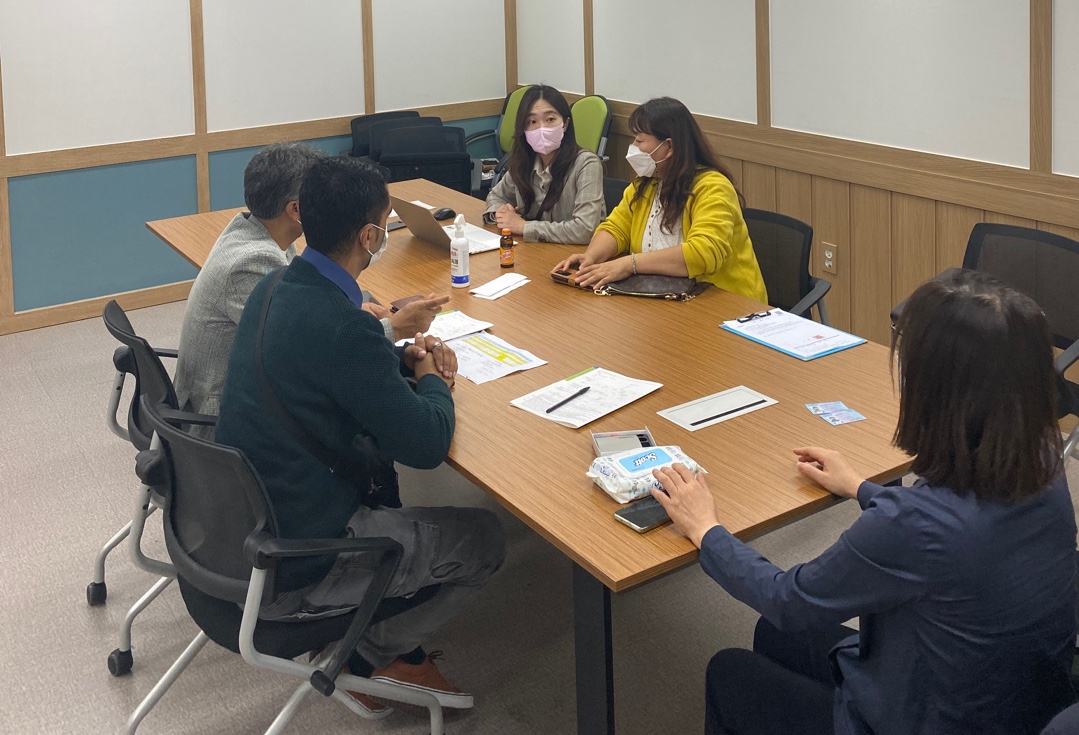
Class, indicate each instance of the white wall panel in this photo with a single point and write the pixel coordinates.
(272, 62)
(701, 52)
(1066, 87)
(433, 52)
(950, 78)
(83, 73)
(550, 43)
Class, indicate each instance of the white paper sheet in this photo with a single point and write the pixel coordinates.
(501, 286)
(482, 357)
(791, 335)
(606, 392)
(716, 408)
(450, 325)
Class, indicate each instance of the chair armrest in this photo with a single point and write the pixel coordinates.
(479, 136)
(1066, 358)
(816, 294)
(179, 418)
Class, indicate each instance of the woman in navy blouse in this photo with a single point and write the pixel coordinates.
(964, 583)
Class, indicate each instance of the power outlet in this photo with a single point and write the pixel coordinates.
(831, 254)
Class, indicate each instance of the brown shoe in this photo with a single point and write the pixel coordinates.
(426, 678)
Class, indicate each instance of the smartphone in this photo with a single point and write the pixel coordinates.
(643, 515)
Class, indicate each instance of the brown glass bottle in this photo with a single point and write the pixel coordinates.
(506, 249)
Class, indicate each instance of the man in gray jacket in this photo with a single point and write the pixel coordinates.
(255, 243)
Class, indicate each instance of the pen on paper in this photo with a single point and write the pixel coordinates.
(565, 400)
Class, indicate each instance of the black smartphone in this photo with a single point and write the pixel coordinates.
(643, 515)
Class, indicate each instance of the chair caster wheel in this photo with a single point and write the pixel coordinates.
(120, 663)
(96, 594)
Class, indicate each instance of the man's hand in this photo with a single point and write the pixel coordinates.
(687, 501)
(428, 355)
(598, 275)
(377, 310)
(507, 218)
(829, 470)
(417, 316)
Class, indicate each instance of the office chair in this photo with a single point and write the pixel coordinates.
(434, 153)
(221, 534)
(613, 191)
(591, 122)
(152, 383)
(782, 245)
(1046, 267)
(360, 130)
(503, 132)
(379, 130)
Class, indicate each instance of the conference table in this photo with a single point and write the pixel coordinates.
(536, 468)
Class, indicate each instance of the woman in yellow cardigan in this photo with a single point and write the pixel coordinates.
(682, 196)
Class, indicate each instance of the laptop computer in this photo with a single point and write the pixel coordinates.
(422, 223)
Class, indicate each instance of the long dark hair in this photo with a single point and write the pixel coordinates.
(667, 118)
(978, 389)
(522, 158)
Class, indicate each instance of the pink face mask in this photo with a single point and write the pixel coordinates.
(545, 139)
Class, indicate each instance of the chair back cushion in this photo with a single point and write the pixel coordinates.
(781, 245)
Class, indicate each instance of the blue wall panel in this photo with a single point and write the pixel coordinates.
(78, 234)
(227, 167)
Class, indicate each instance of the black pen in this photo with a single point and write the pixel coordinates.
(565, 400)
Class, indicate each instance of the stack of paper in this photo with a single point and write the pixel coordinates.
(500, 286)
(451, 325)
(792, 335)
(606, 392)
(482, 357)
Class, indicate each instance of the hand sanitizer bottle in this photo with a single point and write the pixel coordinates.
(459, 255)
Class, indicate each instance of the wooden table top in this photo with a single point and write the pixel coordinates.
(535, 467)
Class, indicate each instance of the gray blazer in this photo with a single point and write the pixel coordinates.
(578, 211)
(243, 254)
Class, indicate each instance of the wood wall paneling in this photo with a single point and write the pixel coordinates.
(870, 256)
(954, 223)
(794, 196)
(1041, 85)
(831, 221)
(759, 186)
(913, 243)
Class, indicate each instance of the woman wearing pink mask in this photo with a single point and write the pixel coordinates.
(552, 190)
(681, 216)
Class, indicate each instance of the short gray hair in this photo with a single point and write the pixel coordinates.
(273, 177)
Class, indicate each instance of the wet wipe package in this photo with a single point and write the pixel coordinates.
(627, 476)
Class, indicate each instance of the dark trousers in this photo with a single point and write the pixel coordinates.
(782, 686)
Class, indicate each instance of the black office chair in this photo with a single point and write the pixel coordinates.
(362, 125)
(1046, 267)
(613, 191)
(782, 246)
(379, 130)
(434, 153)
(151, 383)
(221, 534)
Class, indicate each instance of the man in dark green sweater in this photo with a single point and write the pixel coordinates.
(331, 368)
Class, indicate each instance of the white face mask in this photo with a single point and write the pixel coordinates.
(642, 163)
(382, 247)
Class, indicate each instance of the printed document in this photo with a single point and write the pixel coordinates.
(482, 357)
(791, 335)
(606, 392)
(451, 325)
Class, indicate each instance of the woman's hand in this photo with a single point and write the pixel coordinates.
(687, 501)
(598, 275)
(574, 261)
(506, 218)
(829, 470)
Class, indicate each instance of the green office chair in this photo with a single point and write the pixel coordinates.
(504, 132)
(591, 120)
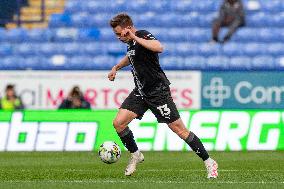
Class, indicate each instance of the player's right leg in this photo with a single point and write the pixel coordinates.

==========

■ Aim of the exercise
Only the pictures stay behind; everything else in the data above is to be retyped exactly.

■ Exercise response
Class, indicate each instance of the white wall panel in this photo with a single point and write the pixel coordinates.
(272, 62)
(701, 52)
(1066, 87)
(433, 52)
(950, 78)
(83, 73)
(550, 43)
Class, indicate each instance of the white paper sheet in this photo with a single point and write the pixel coordinates.
(501, 286)
(482, 357)
(791, 335)
(606, 392)
(716, 408)
(450, 325)
Class, indicate each instance of the chair armrest in this photo with a single point and write the pixel coordinates.
(479, 136)
(1066, 358)
(816, 294)
(179, 418)
Class, indicate each instance of the woman in navy blouse in this photo with a single point and write the pixel coordinates.
(964, 583)
Class, indicate each instance of the power outlet in this photo with a single point and write the pixel coordinates.
(831, 254)
Class, indicate each instance of the brown shoe in this photo with a single point and write the pixel coordinates.
(426, 678)
Class, indicate each instance of the smartphone in this photo with a single point and write the pixel coordinates.
(643, 515)
Class, indicate each instance of the brown glass bottle in this photo with a single point and write the pixel coordinates.
(506, 249)
Class, indicate each instance of the man in gray jacket in this photo with a single point and write the pixel coordinates.
(255, 243)
Class, indicate each instance of the pen on paper in this photo with a single point and write the pixel coordinates.
(565, 400)
Class, indicate each instance of the black smartphone in this photo with a single point and write the pixel coordinates.
(643, 515)
Class, indicate each instance of the chair caster wheel in this photo with a single point and write the pixel coordinates.
(120, 663)
(96, 594)
Class, indicate each instance of the man's hand in this photo with a single point and write the pixel coordinates.
(687, 501)
(428, 355)
(598, 275)
(377, 310)
(507, 218)
(829, 470)
(417, 316)
Class, indicate each instance of the office chair in this photo with a single point and write the pixel coordinates.
(434, 153)
(221, 534)
(613, 191)
(591, 122)
(152, 383)
(782, 245)
(1046, 267)
(360, 130)
(503, 132)
(379, 130)
Class, indicate each instance of the conference table in this photo with a single point and write the pixel coordinates.
(536, 468)
Class, indicate each instance of the woman in yellow cardigan in this photo with a single point and write the pixel coordinates.
(682, 196)
Class, indicate each instance of the laptop computer in this photo with a single point and write the pixel coordinates.
(422, 223)
Class, indicate each instance of the long dark hair in this photo with a single point and write the pixel coordinates.
(667, 118)
(978, 389)
(522, 158)
Class, indicate each instance of the pink face mask in this photo with a single point and write the pixel coordinates.
(545, 139)
Class, indicate each instance of the chair back cushion in this photo with a single point and write the pixel coordinates.
(781, 245)
Class, indicate each instance of the blue wall panel in this photo with a single point and write the pixel coordinates.
(78, 234)
(227, 167)
Class, indicate each instance of the black pen in this photo with a single point and write the pixel coordinates.
(565, 400)
Class, indicate each instance of the stack of paper in this photo with a single point and write the pixel coordinates.
(500, 286)
(451, 325)
(792, 335)
(606, 392)
(482, 357)
Class, indicate each instance of the hand sanitizer bottle in this photo with a single point and write the pixel coordinates.
(459, 255)
Class, indicate each instance of the wooden table top in this photo with a single point and write the pixel coordinates.
(535, 467)
Class, indicate each instance of the gray blazer in this photo with a single point and write the pixel coordinates.
(578, 211)
(243, 254)
Class, indicate each instance of the wood wall paneling in this photo with a single point and write the pixel coordinates.
(870, 256)
(954, 223)
(794, 196)
(1041, 85)
(831, 221)
(759, 186)
(913, 243)
Class, indicate each instance of the woman wearing pink mask in this photo with a single point and write the pixel coordinates.
(552, 190)
(681, 216)
Class, indicate each instance of the short gray hair in this photo with a single point and write the pixel coordinates.
(273, 177)
Class, indicate each instance of the wet wipe package in this photo with a single point and write the pixel coordinates.
(627, 476)
Class, indicate each instance of the dark trousers in this photo with a single point and write the pixel coordinates.
(782, 686)
Class, indicate each instance of the black office chair in this photo with a single point and write the pixel coordinates.
(362, 125)
(1046, 267)
(613, 191)
(782, 246)
(379, 130)
(434, 153)
(151, 383)
(221, 534)
Class, indicate each instance of the man in dark green sweater in this photo with a single point and write the pixel coordinates.
(331, 368)
Class, indicate each instance of the white face mask in this photo with a single point and write the pixel coordinates.
(642, 163)
(382, 247)
Class, indicate each instance of the printed document in this photo with a single point and write the pixel coordinates.
(482, 357)
(791, 335)
(606, 392)
(451, 325)
Class, indicate each instance of the woman's hand in this photo with a single point and write the pixel coordinates.
(687, 501)
(598, 275)
(574, 261)
(506, 218)
(829, 470)
Class, indicate each instance of the green office chair in this photo with a single point and write the pixel coordinates.
(504, 132)
(591, 120)
Class, indicate each instance of the player's right leg in this photo with a single point and write the pixel coordinates.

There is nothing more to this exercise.